··· Data provided

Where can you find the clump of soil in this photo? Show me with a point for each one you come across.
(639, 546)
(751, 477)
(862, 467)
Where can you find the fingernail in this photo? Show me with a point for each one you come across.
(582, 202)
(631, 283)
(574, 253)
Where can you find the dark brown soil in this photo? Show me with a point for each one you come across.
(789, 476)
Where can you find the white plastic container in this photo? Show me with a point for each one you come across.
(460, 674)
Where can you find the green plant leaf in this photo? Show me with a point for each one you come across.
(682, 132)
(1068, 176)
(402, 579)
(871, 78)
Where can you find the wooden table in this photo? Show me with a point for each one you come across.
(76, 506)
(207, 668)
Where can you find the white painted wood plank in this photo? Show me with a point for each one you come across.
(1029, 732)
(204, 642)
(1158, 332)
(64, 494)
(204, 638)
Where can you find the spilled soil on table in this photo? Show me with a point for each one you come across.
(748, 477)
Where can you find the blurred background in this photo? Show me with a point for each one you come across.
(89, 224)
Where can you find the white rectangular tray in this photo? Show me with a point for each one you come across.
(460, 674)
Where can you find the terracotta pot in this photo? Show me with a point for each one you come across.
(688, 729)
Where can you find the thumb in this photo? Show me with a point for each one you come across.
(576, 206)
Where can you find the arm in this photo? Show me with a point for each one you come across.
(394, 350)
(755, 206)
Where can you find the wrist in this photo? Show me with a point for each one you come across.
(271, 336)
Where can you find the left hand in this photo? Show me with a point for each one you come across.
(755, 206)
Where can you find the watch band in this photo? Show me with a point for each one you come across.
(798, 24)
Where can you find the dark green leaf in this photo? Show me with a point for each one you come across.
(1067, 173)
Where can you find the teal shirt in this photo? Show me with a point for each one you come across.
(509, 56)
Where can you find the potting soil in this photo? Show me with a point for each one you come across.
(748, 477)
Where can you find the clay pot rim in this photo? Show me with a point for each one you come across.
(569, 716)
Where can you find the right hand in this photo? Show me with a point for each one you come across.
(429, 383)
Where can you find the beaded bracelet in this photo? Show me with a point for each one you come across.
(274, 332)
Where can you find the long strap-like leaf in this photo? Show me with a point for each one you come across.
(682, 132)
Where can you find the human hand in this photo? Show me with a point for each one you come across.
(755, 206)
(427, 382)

······

Restate the entries above word for word.

• **Your solution**
Where can you find the clump of soil in this photo? Show me with a point for each one you come across.
(639, 546)
(751, 477)
(862, 467)
Where can you find the fingernail in this photo? Show me with a point for each one you come across.
(582, 202)
(631, 283)
(574, 253)
Where can you find the dark brown soil in this photo? Show me with a point for each one you come across.
(789, 476)
Where can you find the white plastic container in this photo? Show me with a point for each one you come across.
(460, 674)
Where can you find the green plant leaf in this photo? Show me with a point for each one you come across.
(682, 132)
(1068, 176)
(402, 579)
(871, 78)
Where can you find the wooden table in this photo? Show me with a point for each one you come across.
(76, 506)
(207, 668)
Where can you find the white painted wood plank in this photo? Show me with a point for each one you come across.
(1029, 732)
(204, 642)
(1158, 332)
(64, 494)
(204, 638)
Where can you find the spilled soil on table in this photo? Show me with a point for each one you come across.
(748, 477)
Where can you find the blurred background in this photo? Show me with a point for each one you come across.
(89, 224)
Where can you find the white rectangular tray in this photo? Show me with a point for each one you come across.
(460, 674)
Where can you find the terracotta pot in this photo? Show me with a point for each one you come across.
(688, 729)
Where can you find the thumb in this photo? Show me with a point for each one you come across.
(576, 206)
Where can you find the arm in this photo? Show me with a point for each one you come across.
(394, 350)
(755, 206)
Where can you find the wrist in this photo? Show me with a point for each one you come across.
(271, 336)
Where can you find the left hand in this photo? Show me with a point for each one you come across.
(755, 206)
Where can you find the watch band in this photo? Show me with a point for each one you come across.
(798, 24)
Where can you find the dark green leaf in this photo? Show me with a point for each one you come across.
(1067, 173)
Where can you find the teal shirt in this photo? Show me with a point for each one you come across.
(509, 56)
Where can you find the potting soil in this photo? Show me with a point for each one you come across.
(748, 477)
Where can you find the clay pot rim in this photo? Show me with a point for each one you come across.
(569, 716)
Where can you find the right hand in this photo? Show me with a point for each one you come across.
(429, 383)
Where can you find the beaded bracelet in this photo? Show me with a point for each one you come across.
(274, 332)
Where can you find the long strap-like leaf in this photo? Show me with a point for each one you come across.
(682, 132)
Where can you find the human hand in this photo? Show me with a point for each one you come across.
(755, 206)
(427, 382)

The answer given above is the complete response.